Start of DATA PROVIDED
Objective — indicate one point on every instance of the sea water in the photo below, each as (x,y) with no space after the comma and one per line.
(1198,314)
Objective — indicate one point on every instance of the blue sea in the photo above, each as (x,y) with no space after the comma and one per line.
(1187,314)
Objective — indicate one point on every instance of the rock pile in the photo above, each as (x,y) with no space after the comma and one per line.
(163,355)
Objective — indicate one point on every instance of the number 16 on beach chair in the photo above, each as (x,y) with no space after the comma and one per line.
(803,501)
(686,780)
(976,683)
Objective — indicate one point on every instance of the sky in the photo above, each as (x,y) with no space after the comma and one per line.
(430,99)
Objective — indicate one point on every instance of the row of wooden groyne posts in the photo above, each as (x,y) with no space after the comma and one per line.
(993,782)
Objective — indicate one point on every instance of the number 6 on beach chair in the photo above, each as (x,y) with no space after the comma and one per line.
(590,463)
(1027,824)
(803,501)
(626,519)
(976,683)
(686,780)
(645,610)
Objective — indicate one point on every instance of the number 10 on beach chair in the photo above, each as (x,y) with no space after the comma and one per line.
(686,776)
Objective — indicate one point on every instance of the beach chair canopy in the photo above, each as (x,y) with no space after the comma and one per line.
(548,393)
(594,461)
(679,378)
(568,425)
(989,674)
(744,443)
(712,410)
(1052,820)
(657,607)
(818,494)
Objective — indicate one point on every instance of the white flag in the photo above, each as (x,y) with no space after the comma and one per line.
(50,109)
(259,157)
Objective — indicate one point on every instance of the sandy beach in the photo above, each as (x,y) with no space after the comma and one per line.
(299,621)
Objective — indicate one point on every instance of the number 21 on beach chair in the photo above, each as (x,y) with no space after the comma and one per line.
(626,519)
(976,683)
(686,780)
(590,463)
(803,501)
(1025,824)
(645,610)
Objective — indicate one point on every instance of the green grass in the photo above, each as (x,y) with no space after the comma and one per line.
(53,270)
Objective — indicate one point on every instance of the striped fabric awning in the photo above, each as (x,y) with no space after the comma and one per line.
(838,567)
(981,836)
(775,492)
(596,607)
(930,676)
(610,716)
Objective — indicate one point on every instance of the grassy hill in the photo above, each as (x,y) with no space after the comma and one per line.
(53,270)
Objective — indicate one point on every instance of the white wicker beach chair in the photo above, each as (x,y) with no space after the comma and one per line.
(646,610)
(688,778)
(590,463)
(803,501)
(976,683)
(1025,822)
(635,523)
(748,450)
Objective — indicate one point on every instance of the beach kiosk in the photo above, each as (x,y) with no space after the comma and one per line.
End of DATA PROVIDED
## SET TASK
Every entry must be quoted exactly as it appears above.

## FULL SOLUTION
Objective — indicate one point on every instance of the sea water in the photo below, each as (x,y) with no space after the comma and one per line.
(1198,314)
Objective — indicate one point on every instance of the blue sea in the photo above, each as (x,y) with no space after the comma and one per line.
(1187,314)
Objective — indicate one point on every instance of the rock pile in the photo above, each as (x,y) with no space after the comma and one per line.
(163,355)
Objective — indicate one point on every instance of the number 16 on beach chair in the photo above, each as (x,y) with no space after the comma and one per line.
(803,501)
(686,780)
(976,683)
Objective — indicate one point on every instance of the sky in the photo above, each as (x,y) with no space after the comma and one per line.
(430,99)
Objective — indicate one point on every instance of the row of wooden groyne posts in the photo above, each as (x,y) with no space after the comma and one per line.
(993,782)
Objective — indicate one point on every instance of the number 6 on beach chair in the photo above, each as (x,y) with no space after the comma and one per line.
(590,463)
(1027,824)
(803,501)
(626,519)
(976,683)
(686,780)
(645,610)
Objective — indicate one point on every instance of the number 10 on beach chair in the photo above, each as (x,y) with no space after the comma and one per line.
(686,776)
Objective — indicate one point on every instance of the beach chair canopy in the photo above, each as (x,y) with no space after the comma and one per line.
(548,393)
(594,461)
(679,378)
(568,425)
(989,674)
(744,443)
(712,410)
(1052,820)
(657,607)
(818,494)
Objective — indicate one point on every instance of the white flag in the photo above, each as (x,y) with no space after the comma and one per line.
(50,109)
(259,157)
Objective — indicate one point on every instance of the sandy beach in the photo above, each as (x,y) with no space after the comma and one per line.
(299,621)
Objective — indicate one point on every instance of the number 21 on beach chair in the photo above, each as (x,y) with no space after the comma and one per line.
(626,519)
(976,683)
(686,780)
(590,463)
(803,501)
(1025,824)
(645,610)
Objective — indicate one point on every instance of the green grass in the photo above, each as (x,y) with no space after the comma and one per line.
(53,270)
Objective — indicate one point on every instance of the striped fabric awning in the photo above, each as (x,y) with no space after the comma and one per line.
(838,567)
(981,836)
(775,492)
(596,607)
(930,676)
(610,716)
Objective — indicate one point on every instance of the grassy hill in the photo above, each as (x,y) with no space after the comma and one per line.
(53,270)
Objective — indicate one point on every instance of the white wicker beach chair in the photo above, each as (x,y) with no space after the comma and one per line.
(646,610)
(688,778)
(590,463)
(803,501)
(976,683)
(1025,822)
(635,523)
(748,450)
Objective — indicate one point on every instance of the beach kiosk in the photo above, each as (x,y) with no space after the comma and one per line.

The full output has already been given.